--- START OF GIVEN RECORDS ---
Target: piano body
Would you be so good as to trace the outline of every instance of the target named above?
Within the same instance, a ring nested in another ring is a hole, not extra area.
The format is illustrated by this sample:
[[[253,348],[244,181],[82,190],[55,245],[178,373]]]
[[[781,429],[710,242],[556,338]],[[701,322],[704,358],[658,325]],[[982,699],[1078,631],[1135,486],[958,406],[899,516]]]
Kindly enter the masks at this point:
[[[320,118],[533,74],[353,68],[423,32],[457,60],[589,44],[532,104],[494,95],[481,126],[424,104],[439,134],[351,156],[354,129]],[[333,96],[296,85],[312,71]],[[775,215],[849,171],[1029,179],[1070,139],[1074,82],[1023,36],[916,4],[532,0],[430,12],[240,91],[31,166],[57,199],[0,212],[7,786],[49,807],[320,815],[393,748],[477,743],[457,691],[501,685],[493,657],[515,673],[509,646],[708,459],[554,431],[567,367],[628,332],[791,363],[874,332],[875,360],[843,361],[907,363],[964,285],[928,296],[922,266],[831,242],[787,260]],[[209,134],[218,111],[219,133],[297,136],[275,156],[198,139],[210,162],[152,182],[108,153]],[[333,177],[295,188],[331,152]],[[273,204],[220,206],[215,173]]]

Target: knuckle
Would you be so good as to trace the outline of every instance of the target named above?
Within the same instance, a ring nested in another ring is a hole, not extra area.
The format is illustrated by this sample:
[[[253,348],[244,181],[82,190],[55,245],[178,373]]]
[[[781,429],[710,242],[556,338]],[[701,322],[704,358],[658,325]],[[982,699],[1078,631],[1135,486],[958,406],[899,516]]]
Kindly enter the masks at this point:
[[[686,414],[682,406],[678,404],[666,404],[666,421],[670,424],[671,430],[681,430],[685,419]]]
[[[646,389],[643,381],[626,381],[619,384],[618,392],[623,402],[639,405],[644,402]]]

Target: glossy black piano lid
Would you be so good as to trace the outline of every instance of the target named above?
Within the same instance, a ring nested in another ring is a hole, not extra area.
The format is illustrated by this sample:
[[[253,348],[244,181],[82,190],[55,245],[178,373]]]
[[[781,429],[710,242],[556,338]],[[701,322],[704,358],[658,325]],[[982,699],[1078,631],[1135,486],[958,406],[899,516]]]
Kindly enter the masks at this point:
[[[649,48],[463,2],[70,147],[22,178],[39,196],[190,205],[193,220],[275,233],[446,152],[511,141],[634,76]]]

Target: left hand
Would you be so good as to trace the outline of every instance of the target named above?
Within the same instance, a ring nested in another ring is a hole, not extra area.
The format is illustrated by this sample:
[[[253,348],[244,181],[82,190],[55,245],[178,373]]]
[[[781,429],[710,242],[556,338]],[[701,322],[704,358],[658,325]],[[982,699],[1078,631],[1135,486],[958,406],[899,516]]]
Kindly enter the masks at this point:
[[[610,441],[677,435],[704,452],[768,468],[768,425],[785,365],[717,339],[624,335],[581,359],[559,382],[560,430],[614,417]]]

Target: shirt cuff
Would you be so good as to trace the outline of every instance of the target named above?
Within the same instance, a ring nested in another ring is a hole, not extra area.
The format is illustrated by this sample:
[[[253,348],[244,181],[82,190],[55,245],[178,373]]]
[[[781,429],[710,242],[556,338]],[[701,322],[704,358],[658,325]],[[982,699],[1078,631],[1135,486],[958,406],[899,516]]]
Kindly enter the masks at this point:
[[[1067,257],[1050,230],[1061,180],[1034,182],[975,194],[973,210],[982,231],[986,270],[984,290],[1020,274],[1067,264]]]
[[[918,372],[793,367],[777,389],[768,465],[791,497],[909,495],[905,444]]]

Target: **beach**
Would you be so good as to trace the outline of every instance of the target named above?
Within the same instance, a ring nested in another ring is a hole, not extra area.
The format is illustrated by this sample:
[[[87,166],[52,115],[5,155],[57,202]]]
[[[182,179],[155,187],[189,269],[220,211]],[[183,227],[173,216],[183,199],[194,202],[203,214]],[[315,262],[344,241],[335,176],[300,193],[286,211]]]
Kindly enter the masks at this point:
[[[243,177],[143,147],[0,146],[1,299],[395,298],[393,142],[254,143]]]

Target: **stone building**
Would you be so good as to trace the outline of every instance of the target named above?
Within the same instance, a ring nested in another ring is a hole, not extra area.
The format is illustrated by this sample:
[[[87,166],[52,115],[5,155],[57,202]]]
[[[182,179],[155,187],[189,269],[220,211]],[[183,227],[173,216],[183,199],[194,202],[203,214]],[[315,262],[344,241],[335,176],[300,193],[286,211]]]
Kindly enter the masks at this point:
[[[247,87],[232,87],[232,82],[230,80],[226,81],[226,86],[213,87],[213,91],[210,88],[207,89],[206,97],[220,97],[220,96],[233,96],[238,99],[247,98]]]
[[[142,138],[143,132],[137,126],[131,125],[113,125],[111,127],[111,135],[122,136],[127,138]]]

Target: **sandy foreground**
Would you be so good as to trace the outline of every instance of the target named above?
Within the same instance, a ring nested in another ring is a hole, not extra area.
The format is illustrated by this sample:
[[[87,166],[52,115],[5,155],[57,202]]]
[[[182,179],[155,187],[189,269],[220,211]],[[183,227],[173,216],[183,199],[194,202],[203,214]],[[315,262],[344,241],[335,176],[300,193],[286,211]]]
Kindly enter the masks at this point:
--- END OF GIVEN RECORDS ---
TASK BRIEF »
Revise all of the items above so that "Would you be so good as to" becomes "Please" everywhere, and leave everything else untouched.

RESPONSE FOR THIS EXERCISE »
Target: piano body
Please trace the outline of every instance of the target named above?
Within the same instance, a ring nested in another ring is a hole, not extra area.
The format is illustrated by this sample:
[[[253,348],[244,181],[82,190],[55,245],[178,373]]]
[[[781,429],[710,242],[556,338]],[[701,322],[704,358],[658,325]],[[982,699],[1078,631],[1135,486],[958,406],[899,516]]]
Kindly enter the masks at this point:
[[[320,118],[533,74],[353,68],[423,32],[457,60],[589,44],[532,104],[494,95],[481,126],[424,104],[439,134],[351,156],[354,129]],[[333,96],[296,85],[312,71]],[[775,215],[849,171],[1029,179],[1070,139],[1074,82],[1023,36],[916,4],[532,0],[430,12],[240,91],[31,166],[57,199],[0,212],[7,786],[49,807],[320,815],[393,748],[477,743],[457,691],[501,685],[493,657],[515,673],[509,646],[708,459],[554,431],[567,367],[628,332],[791,363],[874,332],[875,360],[843,361],[907,363],[964,285],[928,296],[922,266],[831,242],[787,260]],[[209,134],[218,111],[219,133],[297,136],[275,156],[198,139],[210,162],[152,182],[108,153]],[[333,177],[295,188],[331,152]],[[273,204],[220,206],[215,173]]]

Target: knuckle
Please trace the outline of every instance of the target named above?
Within the same instance, a ring nested in another ring is a hole, not extra area.
The format is illustrated by this sample:
[[[253,348],[244,181],[82,190],[55,245],[178,373]]]
[[[781,429],[710,242],[556,338]],[[701,322],[704,358],[658,325]],[[982,699],[1078,631],[1135,486],[958,406],[899,516]]]
Kindly enter the masks at this point:
[[[686,414],[682,406],[678,404],[666,404],[666,421],[670,424],[671,430],[681,430],[685,419]]]
[[[646,389],[643,381],[626,381],[619,384],[618,392],[623,402],[639,405],[644,402]]]

Target: glossy black piano lid
Please trace the outline of every instance of the target named above?
Within the same instance, a ring nested in another ring is a hole, not extra area.
The format is illustrated by this sample:
[[[253,348],[244,181],[82,190],[55,245],[178,373]]]
[[[781,429],[710,242],[556,338]],[[701,322],[704,358],[658,325]],[[982,699],[1078,631],[1135,486],[958,406],[899,516]]]
Kindly enter the masks at this point:
[[[649,48],[463,2],[70,147],[22,178],[39,196],[190,205],[193,220],[275,233],[446,152],[511,141],[634,76]]]

Target: left hand
Please trace the outline of every instance of the target named above?
Within the same instance, a ring nested in another ring is a hole, not extra area.
The format is illustrated by this sample:
[[[253,348],[244,181],[82,190],[55,245],[178,373]]]
[[[781,429],[710,242],[556,338]],[[701,322],[704,358],[658,325]],[[982,699],[1078,631],[1135,486],[958,406],[899,516]]]
Kindly enter the masks at this point:
[[[610,441],[677,435],[704,452],[768,468],[768,425],[785,365],[717,339],[624,335],[581,359],[559,382],[560,430],[614,417]]]

Target: shirt cuff
Please trace the outline of every instance of the target named above?
Within the same instance, a ring nested in another ring is a hole, not extra area.
The format is illustrated by this sample:
[[[253,348],[244,181],[82,190],[55,245],[178,373]]]
[[[781,429],[710,242],[556,338]],[[701,322],[704,358],[658,325]],[[982,699],[1078,631],[1135,486],[958,406],[899,516]]]
Kindly enter the masks at this point:
[[[1067,257],[1050,230],[1061,180],[1034,182],[975,194],[973,210],[982,231],[986,270],[984,290],[1020,274],[1067,264]]]
[[[918,372],[793,367],[777,389],[768,465],[791,497],[909,495],[905,444]]]

Target: **beach**
Please trace the outline of every instance of the target named above?
Within the same instance, a ring nested in another ring is a hole, not extra area.
The format is illustrated by this sample:
[[[87,166],[52,115],[5,155],[57,202]]]
[[[182,179],[155,187],[189,269],[220,211]],[[183,227],[173,216],[183,199],[194,202],[203,214]],[[315,262],[344,241],[335,176],[300,193],[286,211]]]
Kindly enter the masks at this point:
[[[243,177],[143,147],[0,146],[1,299],[395,298],[393,142],[254,143]]]

Target: **stone building**
Please trace the outline of every instance of the target named above?
Within the same instance, a ring nested in another ring is a hole, not extra area.
The format is illustrated by this sample:
[[[87,166],[52,115],[5,155],[57,202]]]
[[[182,179],[155,187],[189,269],[220,211]],[[183,227],[173,216],[183,199],[194,202],[203,214]],[[315,262],[344,241],[335,176],[300,193],[286,211]]]
Kindly enter the masks at this point:
[[[247,87],[232,87],[232,82],[230,80],[226,81],[226,86],[213,87],[213,91],[210,88],[207,89],[206,97],[220,97],[220,96],[233,96],[238,99],[247,98]]]
[[[142,138],[143,132],[137,126],[131,125],[113,125],[111,127],[111,135],[122,136],[127,138]]]

Target: **sandy foreground**
Please trace the outline of every instance of the target named above?
Within the same instance, a ring nested in another ring is a hole, not extra area.
The format is illustrated by this sample:
[[[87,166],[52,115],[5,155],[57,202]]]
[[[182,179],[155,187],[189,269],[220,211]],[[183,227],[173,216],[183,199],[194,202],[203,214]],[[315,262],[344,241],[335,176],[300,193],[286,211]]]
Kindly enter the masks at this point:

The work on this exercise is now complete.